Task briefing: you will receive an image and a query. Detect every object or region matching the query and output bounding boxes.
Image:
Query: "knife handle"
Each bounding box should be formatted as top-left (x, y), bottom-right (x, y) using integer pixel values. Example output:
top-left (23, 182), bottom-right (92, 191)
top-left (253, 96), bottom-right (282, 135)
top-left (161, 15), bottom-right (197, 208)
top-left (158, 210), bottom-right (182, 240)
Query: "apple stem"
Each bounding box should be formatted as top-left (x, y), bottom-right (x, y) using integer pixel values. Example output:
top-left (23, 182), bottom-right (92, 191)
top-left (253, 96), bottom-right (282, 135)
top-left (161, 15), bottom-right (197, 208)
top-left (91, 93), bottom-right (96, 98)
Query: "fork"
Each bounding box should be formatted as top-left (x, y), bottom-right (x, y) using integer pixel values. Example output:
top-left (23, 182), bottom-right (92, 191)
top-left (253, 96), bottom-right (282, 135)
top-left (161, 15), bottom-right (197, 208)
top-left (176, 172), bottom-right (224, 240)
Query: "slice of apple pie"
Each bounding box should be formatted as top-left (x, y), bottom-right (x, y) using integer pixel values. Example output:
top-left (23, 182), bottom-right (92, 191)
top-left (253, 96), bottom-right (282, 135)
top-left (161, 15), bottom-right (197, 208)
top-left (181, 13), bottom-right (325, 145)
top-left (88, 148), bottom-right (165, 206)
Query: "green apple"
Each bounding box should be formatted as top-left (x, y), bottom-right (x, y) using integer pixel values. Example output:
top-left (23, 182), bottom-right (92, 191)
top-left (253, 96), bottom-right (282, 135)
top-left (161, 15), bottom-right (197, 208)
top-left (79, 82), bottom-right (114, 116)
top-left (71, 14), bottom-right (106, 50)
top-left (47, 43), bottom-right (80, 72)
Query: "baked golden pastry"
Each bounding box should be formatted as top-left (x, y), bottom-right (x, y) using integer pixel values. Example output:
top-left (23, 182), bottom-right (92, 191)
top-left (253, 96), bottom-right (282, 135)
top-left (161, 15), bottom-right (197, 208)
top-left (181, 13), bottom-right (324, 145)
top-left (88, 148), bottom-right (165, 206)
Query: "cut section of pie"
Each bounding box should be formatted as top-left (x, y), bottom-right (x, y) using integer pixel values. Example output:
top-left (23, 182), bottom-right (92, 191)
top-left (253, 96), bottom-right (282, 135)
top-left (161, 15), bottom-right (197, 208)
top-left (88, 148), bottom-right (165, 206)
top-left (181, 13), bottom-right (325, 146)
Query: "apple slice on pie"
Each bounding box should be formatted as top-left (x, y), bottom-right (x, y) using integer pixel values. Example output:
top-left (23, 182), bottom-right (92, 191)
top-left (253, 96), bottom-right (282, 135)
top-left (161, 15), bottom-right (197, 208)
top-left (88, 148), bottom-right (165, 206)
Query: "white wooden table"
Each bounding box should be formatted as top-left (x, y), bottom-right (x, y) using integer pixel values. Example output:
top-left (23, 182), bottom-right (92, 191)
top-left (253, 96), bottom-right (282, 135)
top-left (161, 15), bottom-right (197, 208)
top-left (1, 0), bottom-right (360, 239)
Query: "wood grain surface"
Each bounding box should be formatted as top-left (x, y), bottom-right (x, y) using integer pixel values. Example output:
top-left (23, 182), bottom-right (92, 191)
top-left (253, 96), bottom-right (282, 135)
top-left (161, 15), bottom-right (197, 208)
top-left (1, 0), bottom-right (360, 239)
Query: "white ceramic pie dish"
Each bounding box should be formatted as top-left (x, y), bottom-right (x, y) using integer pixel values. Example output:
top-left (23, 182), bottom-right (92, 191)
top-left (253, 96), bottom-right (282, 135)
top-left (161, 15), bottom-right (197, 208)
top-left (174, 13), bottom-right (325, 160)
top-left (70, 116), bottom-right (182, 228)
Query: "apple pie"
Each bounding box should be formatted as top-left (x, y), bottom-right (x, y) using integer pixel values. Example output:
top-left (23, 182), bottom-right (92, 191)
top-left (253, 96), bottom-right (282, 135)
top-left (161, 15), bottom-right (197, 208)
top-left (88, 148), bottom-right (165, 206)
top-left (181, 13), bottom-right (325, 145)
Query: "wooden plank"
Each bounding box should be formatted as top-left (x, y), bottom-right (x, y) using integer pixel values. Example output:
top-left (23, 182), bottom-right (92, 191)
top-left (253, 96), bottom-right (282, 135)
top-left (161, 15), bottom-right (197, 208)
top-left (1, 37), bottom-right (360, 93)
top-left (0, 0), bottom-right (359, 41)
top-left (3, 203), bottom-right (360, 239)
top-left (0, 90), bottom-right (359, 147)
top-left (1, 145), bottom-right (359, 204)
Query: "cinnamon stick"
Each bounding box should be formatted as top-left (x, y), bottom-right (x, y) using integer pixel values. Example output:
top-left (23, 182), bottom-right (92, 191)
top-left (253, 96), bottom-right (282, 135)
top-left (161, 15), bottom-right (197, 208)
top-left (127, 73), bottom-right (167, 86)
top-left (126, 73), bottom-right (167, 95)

::::

#### Task to complete
Restate the records word for word, keeping every line.

#### Written solution
Task briefing: you will receive an image and a query. Detect every object or region matching the query and output bounding boxes.
Image:
Query: "knife handle"
Each bounding box should be formatted as top-left (x, y), bottom-right (x, y) using integer pixel values. Example output:
top-left (23, 182), bottom-right (92, 191)
top-left (253, 96), bottom-right (282, 135)
top-left (161, 15), bottom-right (197, 208)
top-left (158, 210), bottom-right (182, 240)
Query: "apple stem"
Each bounding box should be formatted as top-left (x, y), bottom-right (x, y) using integer pixel values. Example output:
top-left (23, 182), bottom-right (92, 191)
top-left (253, 96), bottom-right (282, 135)
top-left (161, 15), bottom-right (197, 208)
top-left (91, 93), bottom-right (96, 98)
Query: "fork"
Each bounding box should be formatted as top-left (x, y), bottom-right (x, y) using integer pixel values. Example output:
top-left (23, 182), bottom-right (92, 191)
top-left (253, 96), bottom-right (282, 135)
top-left (161, 15), bottom-right (197, 208)
top-left (176, 172), bottom-right (224, 240)
Query: "slice of apple pie"
Each bounding box should be formatted as top-left (x, y), bottom-right (x, y) using integer pixel values. Example output:
top-left (23, 182), bottom-right (92, 191)
top-left (253, 96), bottom-right (282, 135)
top-left (161, 15), bottom-right (197, 208)
top-left (181, 13), bottom-right (325, 145)
top-left (88, 148), bottom-right (165, 206)
Query: "green apple"
Each bounding box should be formatted as top-left (x, y), bottom-right (x, y) using integer pixel values. Example output:
top-left (23, 182), bottom-right (92, 191)
top-left (253, 96), bottom-right (282, 135)
top-left (161, 15), bottom-right (197, 208)
top-left (79, 82), bottom-right (114, 116)
top-left (71, 14), bottom-right (106, 50)
top-left (47, 43), bottom-right (80, 72)
Query: "baked golden pastry"
Each bounding box should be formatted as top-left (x, y), bottom-right (x, y) using integer pixel values. Example output:
top-left (23, 182), bottom-right (92, 191)
top-left (253, 96), bottom-right (282, 135)
top-left (161, 15), bottom-right (197, 208)
top-left (181, 13), bottom-right (324, 145)
top-left (88, 148), bottom-right (165, 206)
Query: "cut section of pie"
Each bounding box should be formatted as top-left (x, y), bottom-right (x, y) using integer pixel values. Example output:
top-left (23, 182), bottom-right (92, 191)
top-left (253, 96), bottom-right (282, 135)
top-left (161, 15), bottom-right (197, 208)
top-left (88, 148), bottom-right (165, 206)
top-left (181, 13), bottom-right (325, 146)
Query: "apple slice on pie"
Each bounding box should be formatted as top-left (x, y), bottom-right (x, y) using integer pixel values. Example output:
top-left (23, 182), bottom-right (92, 191)
top-left (253, 96), bottom-right (282, 135)
top-left (161, 15), bottom-right (197, 208)
top-left (88, 148), bottom-right (165, 206)
Query: "white wooden table"
Each bounding box should be formatted as top-left (x, y), bottom-right (x, y) using integer pixel values. Example output:
top-left (23, 182), bottom-right (92, 191)
top-left (253, 96), bottom-right (282, 135)
top-left (161, 15), bottom-right (197, 208)
top-left (1, 0), bottom-right (360, 239)
Query: "wood grain surface"
Each bounding box should be formatted as top-left (x, y), bottom-right (x, y) using integer pixel values. Example output:
top-left (23, 182), bottom-right (92, 191)
top-left (253, 96), bottom-right (282, 135)
top-left (161, 15), bottom-right (197, 208)
top-left (1, 0), bottom-right (360, 239)
Query: "white ceramic pie dish"
Each bounding box should be formatted as top-left (x, y), bottom-right (x, y) using integer pixel values. Example output:
top-left (23, 182), bottom-right (92, 191)
top-left (253, 96), bottom-right (282, 135)
top-left (161, 15), bottom-right (197, 208)
top-left (174, 13), bottom-right (325, 160)
top-left (70, 116), bottom-right (182, 228)
Query: "apple pie"
Each bounding box should be formatted as top-left (x, y), bottom-right (x, y) using integer pixel values. Example output:
top-left (23, 182), bottom-right (92, 191)
top-left (253, 96), bottom-right (282, 135)
top-left (161, 15), bottom-right (197, 208)
top-left (88, 148), bottom-right (165, 206)
top-left (181, 13), bottom-right (325, 145)
Query: "wooden plank"
Each bounding box should be formatted as top-left (x, y), bottom-right (x, y) using integer pixel values. Example output:
top-left (23, 182), bottom-right (92, 191)
top-left (253, 96), bottom-right (282, 135)
top-left (161, 15), bottom-right (197, 208)
top-left (1, 37), bottom-right (360, 93)
top-left (0, 0), bottom-right (359, 41)
top-left (3, 203), bottom-right (360, 239)
top-left (0, 90), bottom-right (359, 147)
top-left (1, 145), bottom-right (359, 204)
Query: "cinnamon stick"
Each bounding box should be formatted as top-left (x, y), bottom-right (x, y) using integer pixel values. Example output:
top-left (23, 182), bottom-right (92, 191)
top-left (253, 96), bottom-right (282, 135)
top-left (161, 15), bottom-right (197, 208)
top-left (127, 73), bottom-right (167, 86)
top-left (126, 73), bottom-right (167, 95)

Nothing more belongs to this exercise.